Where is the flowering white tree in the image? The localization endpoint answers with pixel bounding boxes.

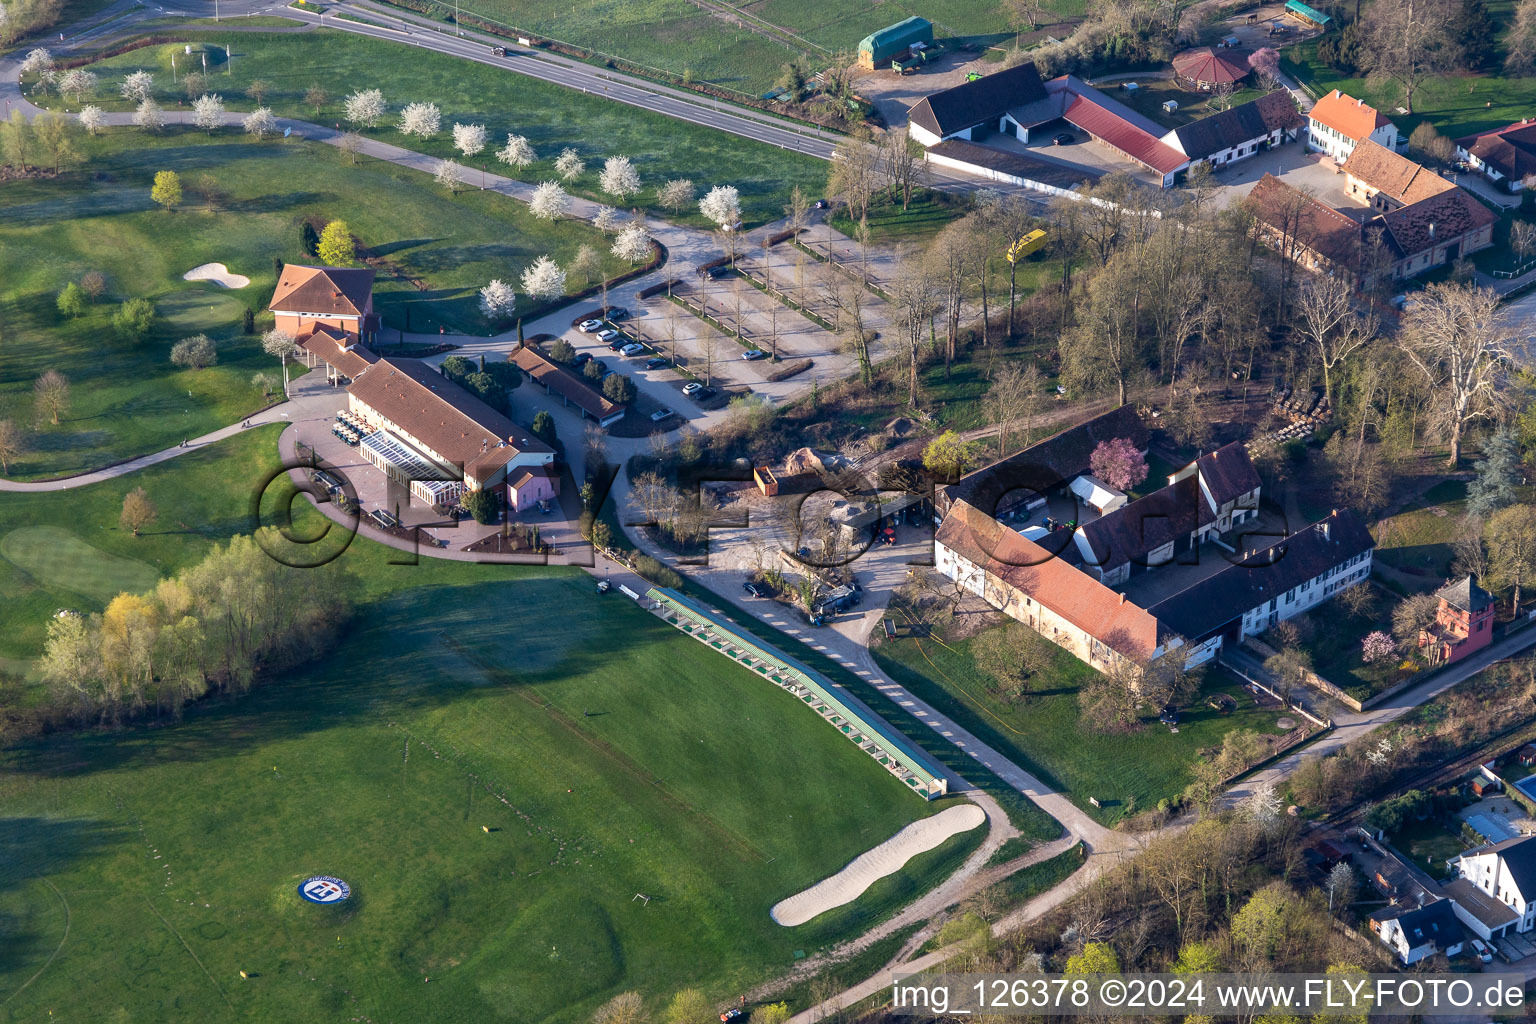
[343,88,386,129]
[78,105,105,135]
[611,223,651,264]
[121,70,155,103]
[192,93,225,133]
[593,205,621,234]
[243,106,278,138]
[398,101,441,138]
[1244,782,1282,830]
[1361,631,1397,664]
[554,147,583,181]
[520,255,566,300]
[529,180,570,221]
[132,97,164,132]
[433,158,465,193]
[657,177,695,212]
[699,184,742,230]
[20,48,53,77]
[496,132,534,168]
[599,155,641,202]
[58,69,96,103]
[479,279,517,322]
[452,121,486,158]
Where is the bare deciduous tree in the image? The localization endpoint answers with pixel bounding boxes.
[1398,282,1515,464]
[33,369,69,426]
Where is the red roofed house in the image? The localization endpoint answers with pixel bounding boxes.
[1455,119,1536,192]
[269,263,382,385]
[1343,139,1456,211]
[1306,89,1399,163]
[1420,575,1496,665]
[1172,46,1251,90]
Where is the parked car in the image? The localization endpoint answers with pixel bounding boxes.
[592,359,608,375]
[681,381,704,396]
[645,357,668,370]
[650,407,674,422]
[596,328,619,342]
[742,581,764,598]
[578,318,604,333]
[621,342,646,357]
[1053,132,1074,145]
[705,265,733,279]
[607,337,627,351]
[604,306,630,320]
[814,198,829,209]
[692,386,716,401]
[572,352,592,367]
[1472,939,1493,962]
[742,349,767,361]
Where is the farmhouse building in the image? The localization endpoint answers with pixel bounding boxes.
[1419,575,1496,665]
[933,408,1374,681]
[1342,140,1455,211]
[345,357,554,506]
[907,62,1050,147]
[1454,120,1536,192]
[1306,89,1398,162]
[1162,90,1304,169]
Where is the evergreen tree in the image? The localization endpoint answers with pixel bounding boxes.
[1468,429,1522,517]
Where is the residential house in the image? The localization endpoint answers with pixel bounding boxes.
[1454,120,1536,192]
[1373,899,1468,964]
[1420,575,1496,665]
[1375,187,1497,276]
[1450,835,1536,936]
[506,465,560,513]
[346,357,554,506]
[1306,89,1398,162]
[1161,90,1305,170]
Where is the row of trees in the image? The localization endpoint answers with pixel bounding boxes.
[0,107,82,174]
[38,533,355,726]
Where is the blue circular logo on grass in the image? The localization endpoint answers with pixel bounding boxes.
[298,876,352,904]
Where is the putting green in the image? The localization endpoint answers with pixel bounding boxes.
[0,526,161,607]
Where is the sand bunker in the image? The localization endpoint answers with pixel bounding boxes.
[770,803,985,927]
[183,263,250,289]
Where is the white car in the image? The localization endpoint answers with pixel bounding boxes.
[596,329,619,343]
[650,407,674,422]
[578,318,604,333]
[741,349,767,361]
[620,343,646,357]
[1472,938,1492,962]
[681,381,703,396]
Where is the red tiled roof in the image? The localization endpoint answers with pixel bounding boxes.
[296,324,377,379]
[1377,187,1497,258]
[1248,172,1363,267]
[1063,93,1190,175]
[1455,121,1536,182]
[510,346,626,421]
[1309,89,1392,143]
[269,264,376,316]
[1172,47,1251,85]
[936,499,1163,663]
[1343,140,1455,204]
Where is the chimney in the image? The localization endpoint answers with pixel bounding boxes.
[1119,593,1127,604]
[1428,222,1436,239]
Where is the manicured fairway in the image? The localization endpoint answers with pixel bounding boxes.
[0,573,967,1023]
[43,30,831,227]
[0,128,620,479]
[0,526,161,606]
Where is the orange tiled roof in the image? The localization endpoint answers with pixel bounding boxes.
[1343,140,1455,204]
[1309,89,1392,143]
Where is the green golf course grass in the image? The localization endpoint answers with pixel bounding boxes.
[35,29,830,226]
[874,626,1296,824]
[0,570,976,1023]
[0,127,622,480]
[0,526,161,606]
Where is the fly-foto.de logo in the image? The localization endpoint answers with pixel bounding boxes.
[298,876,352,904]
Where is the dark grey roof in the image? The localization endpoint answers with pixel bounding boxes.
[1196,442,1261,507]
[1481,835,1536,899]
[943,405,1148,515]
[1437,575,1494,613]
[1394,899,1466,950]
[1169,90,1304,161]
[1443,878,1520,930]
[1079,475,1202,573]
[908,62,1048,138]
[927,139,1102,191]
[1148,509,1376,640]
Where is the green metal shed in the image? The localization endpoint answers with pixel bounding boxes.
[858,16,934,69]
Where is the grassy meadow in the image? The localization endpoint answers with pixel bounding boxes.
[0,127,622,479]
[874,623,1297,824]
[33,30,831,226]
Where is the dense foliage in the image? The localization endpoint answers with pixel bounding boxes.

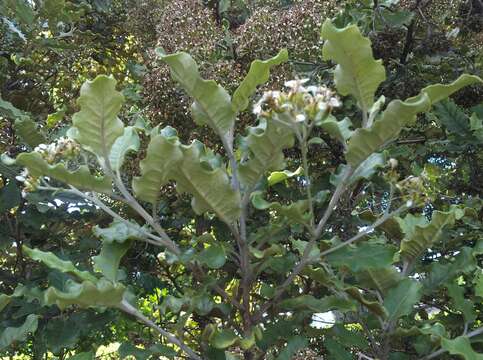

--------------------------------------------------

» TASK STATEMENT: Return every line above exactly, omitting images.

» TASK OUTPUT:
Where is the flowering white tree in the image? The localization endpoint answers with pixel bounding boxes.

[343,88,386,129]
[78,105,105,135]
[611,223,651,264]
[121,70,155,103]
[192,93,225,133]
[593,205,621,234]
[243,106,278,138]
[398,101,441,138]
[1244,782,1282,830]
[1361,631,1397,664]
[554,147,583,181]
[520,255,566,300]
[529,180,570,221]
[132,97,164,132]
[433,158,465,193]
[657,177,695,212]
[699,184,742,230]
[20,48,53,77]
[496,132,534,168]
[599,155,641,202]
[58,69,96,103]
[479,279,517,322]
[452,121,486,158]
Where is the bare deciduous tree in the image? The localization endpoint answers with pixel bounding boxes.
[1398,282,1515,464]
[33,369,69,426]
Where is the red roofed house in the image? The localization endpoint answers with pixel bounding boxes.
[1455,119,1536,192]
[269,263,382,385]
[1343,139,1456,211]
[1306,89,1399,163]
[1420,575,1496,665]
[1172,46,1251,90]
Where is the parked car in the image? The localization endpoint answers with pixel bounding boxes.
[592,359,608,375]
[681,381,704,396]
[645,357,668,370]
[650,407,674,422]
[596,328,619,342]
[742,581,764,598]
[578,318,604,333]
[621,342,646,357]
[1053,132,1074,145]
[705,265,733,279]
[607,337,627,351]
[604,306,630,320]
[814,198,829,209]
[692,386,716,401]
[572,352,592,367]
[1472,939,1493,962]
[742,349,767,361]
Where is the farmhouse building in the image? The localization endpoint answers with pixel bounding boxes.
[1419,575,1496,665]
[933,408,1374,681]
[1342,140,1455,211]
[345,357,554,506]
[907,62,1050,147]
[1454,120,1536,192]
[1306,89,1398,162]
[1162,90,1304,169]
Where is the evergreen tree in the image? The localization endpoint answers with pixel bounding boxes.
[1468,429,1522,517]
Where is the residential house in the image? The localization endpoint answers with pixel bounding boxes.
[1454,120,1536,192]
[1373,899,1468,964]
[1420,575,1496,665]
[1375,187,1497,276]
[1450,835,1536,936]
[506,465,560,513]
[346,357,554,506]
[1306,89,1398,162]
[1161,90,1305,170]
Where is the row of trees in the image? The localization endpoint answers with pixel bounding boxes.
[0,107,82,174]
[38,533,355,726]
Where is the blue circular logo on grass in the image? The localization endpoint answers with pixel bounding boxes.
[298,876,352,904]
Where is the putting green in the image? The localization endpoint answers with pixel bounding boxes.
[0,526,161,607]
Where is the sand bunker in the image? The localization endpoint answers with pixel bounding boxes.
[770,803,985,927]
[183,263,250,289]
Where is the white car in the image? The localization endpoint answers with pixel bounding boxes.
[596,329,619,343]
[650,407,674,422]
[578,318,604,333]
[741,349,767,361]
[620,343,646,357]
[1472,938,1492,962]
[681,381,703,396]
Where is the red tiled roof in the image? The localization endpoint answers with pixel bounding boxes.
[296,324,377,379]
[1377,187,1497,258]
[1248,172,1363,267]
[1063,93,1190,175]
[1455,121,1536,182]
[510,346,626,421]
[1309,89,1392,143]
[269,264,376,316]
[1172,47,1251,85]
[936,499,1163,663]
[1343,140,1455,204]
Where is the chimney in the image? The localization endpoint answers with pixel bounding boxes.
[1119,593,1127,604]
[1428,222,1436,239]
Where is the manicured fairway in the image? The localization endpoint answers with pixel bounding boxes.
[0,573,967,1023]
[43,30,831,227]
[0,128,620,479]
[0,526,161,606]
Where is the orange tiled roof in the image? The localization endpoint answers with pixel bounding boxes.
[1343,140,1455,204]
[1309,89,1392,143]
Where is the green golf course grass in the image? The localization endpoint answers with pixel bounding boxes.
[35,29,830,226]
[874,626,1296,824]
[0,570,976,1023]
[0,127,622,480]
[0,526,161,606]
Where is the fly-foto.de logo in the image? The localization endpoint answers with pixel bounding boxes.
[298,876,352,904]
Where is the dark grey roof in the image? The localization endpoint answers with pixel bounding boxes.
[1196,442,1261,507]
[1481,835,1536,899]
[943,405,1148,515]
[1437,575,1494,613]
[1394,899,1466,950]
[1169,90,1304,161]
[1443,878,1520,930]
[1079,475,1202,573]
[908,62,1048,138]
[927,139,1102,191]
[1148,509,1376,640]
Where is the green metal shed in the image? The localization endpoint answers with pixel bounding boxes.
[858,16,934,69]
Where is the grassy meadow in the image? The localization endpoint answers with pixel bounding boxes.
[0,127,622,479]
[874,623,1297,824]
[33,30,831,226]
Where is the dense foliage in the image? The localization endpoint answers with pixel bounding boxes.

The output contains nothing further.